Extract every line below, verbatim.

# start of INFORMATION SHOWN

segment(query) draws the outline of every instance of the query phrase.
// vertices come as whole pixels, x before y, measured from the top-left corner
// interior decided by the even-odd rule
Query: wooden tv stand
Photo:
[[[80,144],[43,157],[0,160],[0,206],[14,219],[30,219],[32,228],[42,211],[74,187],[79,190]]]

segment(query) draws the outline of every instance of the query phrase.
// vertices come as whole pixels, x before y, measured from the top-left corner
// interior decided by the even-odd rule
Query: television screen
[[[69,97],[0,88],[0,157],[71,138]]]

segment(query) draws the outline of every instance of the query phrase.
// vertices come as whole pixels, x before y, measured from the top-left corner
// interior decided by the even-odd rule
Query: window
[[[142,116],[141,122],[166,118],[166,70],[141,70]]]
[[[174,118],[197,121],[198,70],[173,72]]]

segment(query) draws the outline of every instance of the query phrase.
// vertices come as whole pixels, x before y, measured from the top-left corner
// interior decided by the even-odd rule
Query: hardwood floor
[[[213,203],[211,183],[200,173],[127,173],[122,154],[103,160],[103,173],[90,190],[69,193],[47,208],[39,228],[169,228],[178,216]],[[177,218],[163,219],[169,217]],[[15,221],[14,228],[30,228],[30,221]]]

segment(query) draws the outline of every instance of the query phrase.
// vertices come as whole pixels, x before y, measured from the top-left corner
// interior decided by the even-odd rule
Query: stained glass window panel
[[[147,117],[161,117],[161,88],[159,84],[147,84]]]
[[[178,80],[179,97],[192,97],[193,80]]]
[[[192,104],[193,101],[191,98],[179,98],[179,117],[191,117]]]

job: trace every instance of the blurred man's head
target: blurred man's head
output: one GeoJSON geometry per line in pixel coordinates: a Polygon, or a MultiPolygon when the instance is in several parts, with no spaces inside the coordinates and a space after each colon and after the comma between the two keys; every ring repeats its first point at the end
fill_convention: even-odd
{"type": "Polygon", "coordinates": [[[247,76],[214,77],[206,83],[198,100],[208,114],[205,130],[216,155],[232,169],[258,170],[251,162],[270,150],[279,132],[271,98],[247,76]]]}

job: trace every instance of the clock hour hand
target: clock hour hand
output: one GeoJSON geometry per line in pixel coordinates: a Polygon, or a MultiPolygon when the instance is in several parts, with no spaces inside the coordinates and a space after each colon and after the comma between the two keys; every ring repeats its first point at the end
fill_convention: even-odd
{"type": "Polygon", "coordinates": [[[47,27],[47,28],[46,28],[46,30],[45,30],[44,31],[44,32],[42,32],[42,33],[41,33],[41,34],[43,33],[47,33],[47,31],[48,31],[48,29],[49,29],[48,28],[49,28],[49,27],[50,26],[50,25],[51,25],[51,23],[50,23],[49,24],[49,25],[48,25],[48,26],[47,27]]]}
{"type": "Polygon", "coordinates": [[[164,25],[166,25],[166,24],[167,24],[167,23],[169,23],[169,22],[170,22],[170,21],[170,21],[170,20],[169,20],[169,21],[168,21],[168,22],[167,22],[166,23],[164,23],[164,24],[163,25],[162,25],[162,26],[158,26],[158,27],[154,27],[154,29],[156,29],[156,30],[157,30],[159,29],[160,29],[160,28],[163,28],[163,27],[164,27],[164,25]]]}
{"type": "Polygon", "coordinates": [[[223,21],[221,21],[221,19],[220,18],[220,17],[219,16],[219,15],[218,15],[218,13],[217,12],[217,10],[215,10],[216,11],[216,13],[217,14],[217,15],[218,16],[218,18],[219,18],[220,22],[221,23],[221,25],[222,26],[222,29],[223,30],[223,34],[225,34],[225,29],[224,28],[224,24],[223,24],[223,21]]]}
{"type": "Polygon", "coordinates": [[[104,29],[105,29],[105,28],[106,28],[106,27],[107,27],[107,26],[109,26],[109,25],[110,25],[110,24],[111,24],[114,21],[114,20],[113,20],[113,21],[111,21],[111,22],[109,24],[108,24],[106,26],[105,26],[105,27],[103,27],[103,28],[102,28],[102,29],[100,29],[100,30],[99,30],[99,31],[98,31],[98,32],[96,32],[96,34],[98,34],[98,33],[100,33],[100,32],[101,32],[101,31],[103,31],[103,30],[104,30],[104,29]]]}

# end of INFORMATION SHOWN

RESPONSE TO THIS TASK:
segment(query) draws the outline of every instance of the query phrase.
// vertices come as whole pixels, x before y, measured from the top-left corner
// interior decided by the even-odd rule
Query: wooden tv stand
Photo:
[[[80,144],[43,157],[0,160],[0,206],[14,219],[30,219],[32,228],[42,211],[74,187],[79,190]]]

segment(query) draws the outline of every instance of the query phrase.
// vertices come as whole pixels, x before y, measured from the top-left corner
// interior decided by the even-odd rule
Query: television screen
[[[69,97],[0,88],[0,157],[71,138]]]

segment(query) draws the outline of every instance of the query phrase.
// vertices come as whole pixels, x before y, measured from the top-left corner
// interior decided by the even-odd rule
Query: window
[[[142,116],[141,122],[166,118],[166,70],[141,70]]]
[[[174,118],[197,121],[198,70],[173,72]]]

segment(query) draws the outline of every instance of the query phrase.
// vertices come as whole pixels, x before y, measured from the top-left corner
// interior decided by the even-odd rule
Query: hardwood floor
[[[213,203],[211,183],[200,173],[127,173],[122,154],[103,160],[103,173],[90,190],[69,193],[47,208],[39,228],[169,228],[178,216]],[[177,218],[163,219],[169,217]],[[15,221],[14,228],[30,228],[30,221]]]

segment(query) draws the outline of every instance of the query phrase.
// vertices come as whole pixels, x before y, measured from the top-left corner
// interior decided by the even-odd rule
Query: stained glass window panel
[[[147,117],[161,117],[161,88],[159,84],[147,84]]]
[[[178,80],[179,97],[192,97],[193,80]]]
[[[192,104],[193,101],[191,98],[179,98],[179,117],[191,117]]]

job: trace every instance of the blurred man's head
target: blurred man's head
output: one GeoJSON geometry per line in pixel coordinates: a Polygon, or a MultiPolygon when the instance is in several parts, with no spaces inside the coordinates and a space after each colon and after the comma between the two keys; every ring repeats its first point at the end
fill_convention: even-odd
{"type": "Polygon", "coordinates": [[[247,76],[214,77],[206,83],[198,100],[208,114],[205,130],[216,155],[232,169],[258,170],[251,162],[270,150],[279,132],[271,98],[247,76]]]}

job: trace every instance of the clock hour hand
target: clock hour hand
output: one GeoJSON geometry per line in pixel coordinates: a Polygon, or a MultiPolygon when the instance is in several parts, with no spaces inside the coordinates and a space after each colon and after the comma between the two keys; every ring repeats its first point at the end
fill_convention: even-odd
{"type": "Polygon", "coordinates": [[[47,27],[47,28],[46,28],[46,30],[45,30],[44,31],[44,32],[42,32],[42,33],[41,33],[41,34],[43,33],[47,33],[47,31],[48,31],[48,29],[49,29],[48,28],[49,28],[49,27],[50,26],[50,25],[51,25],[51,23],[50,23],[49,24],[49,25],[48,25],[48,26],[47,27]]]}
{"type": "Polygon", "coordinates": [[[164,25],[166,25],[166,24],[167,24],[167,23],[169,23],[169,22],[170,22],[170,21],[170,21],[170,20],[169,20],[169,21],[168,21],[168,22],[167,22],[166,23],[164,23],[164,24],[163,25],[162,25],[162,26],[158,26],[158,27],[154,27],[154,29],[156,29],[156,30],[157,30],[159,29],[160,29],[160,28],[163,28],[163,27],[164,27],[164,25]]]}
{"type": "Polygon", "coordinates": [[[223,21],[221,21],[221,19],[220,18],[220,17],[219,16],[219,15],[218,15],[218,13],[217,12],[217,10],[215,10],[216,11],[216,13],[217,14],[217,15],[218,16],[218,18],[219,18],[220,22],[221,23],[221,25],[222,26],[222,29],[223,30],[223,34],[225,34],[225,29],[224,28],[224,24],[223,24],[223,21]]]}
{"type": "Polygon", "coordinates": [[[104,29],[105,29],[105,28],[106,28],[106,27],[107,27],[107,26],[109,26],[109,25],[110,25],[110,24],[111,24],[114,21],[114,20],[113,20],[113,21],[111,21],[111,22],[109,24],[108,24],[106,26],[105,26],[105,27],[103,27],[103,28],[102,28],[102,29],[100,29],[100,30],[99,30],[99,31],[98,31],[98,32],[96,32],[96,34],[98,34],[98,33],[100,33],[100,32],[101,32],[101,31],[103,31],[103,30],[104,30],[104,29]]]}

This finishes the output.